*Instructions to follow:* Report each line below that contains the string "hand", copying it in full.

*Given records:*

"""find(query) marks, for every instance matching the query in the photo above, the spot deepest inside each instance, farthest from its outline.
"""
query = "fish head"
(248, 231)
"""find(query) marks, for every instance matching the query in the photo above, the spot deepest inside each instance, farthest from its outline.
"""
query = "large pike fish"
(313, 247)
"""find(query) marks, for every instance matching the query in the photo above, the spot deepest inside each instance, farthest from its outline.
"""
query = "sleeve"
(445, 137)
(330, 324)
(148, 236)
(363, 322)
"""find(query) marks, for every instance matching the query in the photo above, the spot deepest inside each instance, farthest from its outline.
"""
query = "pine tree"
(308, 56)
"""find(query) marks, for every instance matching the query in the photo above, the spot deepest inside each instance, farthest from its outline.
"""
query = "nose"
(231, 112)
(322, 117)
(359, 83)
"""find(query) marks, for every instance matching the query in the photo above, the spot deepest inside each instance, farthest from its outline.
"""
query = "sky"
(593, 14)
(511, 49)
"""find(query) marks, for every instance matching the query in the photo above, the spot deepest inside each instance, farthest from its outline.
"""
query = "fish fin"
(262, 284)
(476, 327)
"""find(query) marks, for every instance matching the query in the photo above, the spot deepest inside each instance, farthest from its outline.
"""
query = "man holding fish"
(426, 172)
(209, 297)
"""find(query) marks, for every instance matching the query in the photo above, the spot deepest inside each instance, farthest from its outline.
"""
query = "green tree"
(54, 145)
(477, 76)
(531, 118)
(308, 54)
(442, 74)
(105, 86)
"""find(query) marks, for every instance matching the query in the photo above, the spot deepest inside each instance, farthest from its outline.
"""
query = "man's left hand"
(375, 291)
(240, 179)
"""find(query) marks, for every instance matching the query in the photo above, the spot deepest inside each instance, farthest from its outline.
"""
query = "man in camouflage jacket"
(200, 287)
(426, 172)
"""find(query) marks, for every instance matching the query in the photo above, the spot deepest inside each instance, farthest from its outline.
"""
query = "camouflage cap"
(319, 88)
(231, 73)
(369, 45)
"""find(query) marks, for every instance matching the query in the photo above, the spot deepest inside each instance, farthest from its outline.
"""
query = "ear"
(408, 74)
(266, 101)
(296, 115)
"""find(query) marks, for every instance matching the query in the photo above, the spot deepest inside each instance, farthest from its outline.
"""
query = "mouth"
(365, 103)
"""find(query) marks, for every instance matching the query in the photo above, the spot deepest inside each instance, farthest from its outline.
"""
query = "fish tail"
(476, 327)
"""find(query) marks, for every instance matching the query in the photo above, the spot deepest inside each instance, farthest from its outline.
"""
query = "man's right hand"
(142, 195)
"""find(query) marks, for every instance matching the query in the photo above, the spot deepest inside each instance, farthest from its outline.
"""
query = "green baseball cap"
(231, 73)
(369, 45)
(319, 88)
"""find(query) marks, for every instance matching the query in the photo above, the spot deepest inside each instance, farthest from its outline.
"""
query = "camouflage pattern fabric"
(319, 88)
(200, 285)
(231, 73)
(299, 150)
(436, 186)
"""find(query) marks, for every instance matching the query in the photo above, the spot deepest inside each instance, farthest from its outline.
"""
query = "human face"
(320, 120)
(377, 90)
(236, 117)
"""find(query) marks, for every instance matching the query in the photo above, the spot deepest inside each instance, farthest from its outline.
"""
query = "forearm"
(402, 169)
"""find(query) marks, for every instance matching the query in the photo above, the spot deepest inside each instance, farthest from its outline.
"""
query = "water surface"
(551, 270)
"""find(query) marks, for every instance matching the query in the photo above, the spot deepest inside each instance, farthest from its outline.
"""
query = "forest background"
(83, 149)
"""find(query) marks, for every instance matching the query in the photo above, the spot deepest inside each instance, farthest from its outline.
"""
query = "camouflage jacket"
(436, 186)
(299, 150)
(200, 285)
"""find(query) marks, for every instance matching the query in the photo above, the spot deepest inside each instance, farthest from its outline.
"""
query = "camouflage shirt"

*Written answer:*
query = "man's left hand"
query = "man's right hand"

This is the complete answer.